| TASK GOAL |
Everything in the listing should be copied exactly, save for the pictures.

| EXERCISE DATA |
== Segment start ==

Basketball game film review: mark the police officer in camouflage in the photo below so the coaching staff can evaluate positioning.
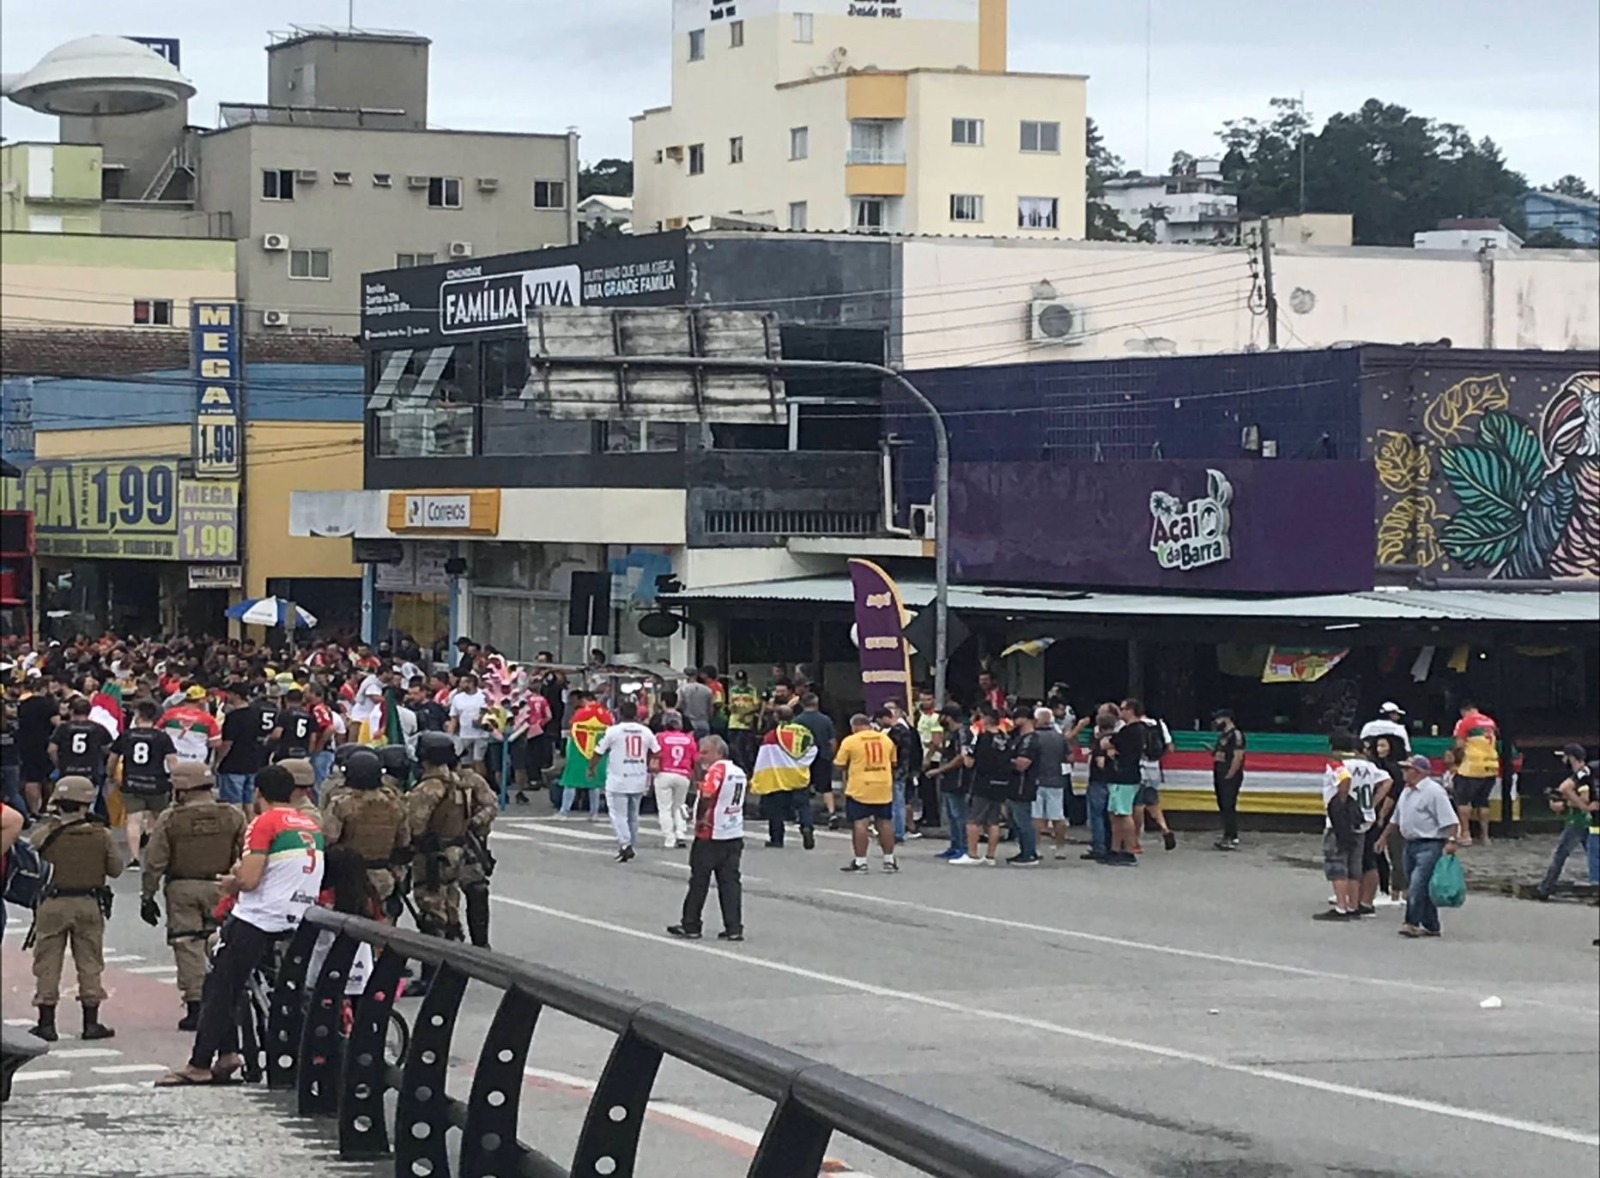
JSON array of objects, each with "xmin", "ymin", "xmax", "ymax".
[
  {"xmin": 278, "ymin": 758, "xmax": 321, "ymax": 815},
  {"xmin": 140, "ymin": 761, "xmax": 247, "ymax": 1030},
  {"xmin": 406, "ymin": 731, "xmax": 496, "ymax": 973},
  {"xmin": 27, "ymin": 775, "xmax": 123, "ymax": 1042},
  {"xmin": 378, "ymin": 743, "xmax": 414, "ymax": 793},
  {"xmin": 316, "ymin": 743, "xmax": 366, "ymax": 816},
  {"xmin": 322, "ymin": 747, "xmax": 410, "ymax": 919}
]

== Segment end ==

| SOLUTION BELOW |
Basketball game film review: mark the police officer in camouflage in the photo below so the coaching staff can evaluate positioning.
JSON array of objects, each with "xmin", "ymin", "xmax", "ymax".
[
  {"xmin": 278, "ymin": 758, "xmax": 321, "ymax": 815},
  {"xmin": 140, "ymin": 761, "xmax": 247, "ymax": 1030},
  {"xmin": 406, "ymin": 731, "xmax": 496, "ymax": 973},
  {"xmin": 27, "ymin": 775, "xmax": 123, "ymax": 1042},
  {"xmin": 378, "ymin": 743, "xmax": 414, "ymax": 793},
  {"xmin": 316, "ymin": 743, "xmax": 366, "ymax": 816},
  {"xmin": 322, "ymin": 747, "xmax": 410, "ymax": 919}
]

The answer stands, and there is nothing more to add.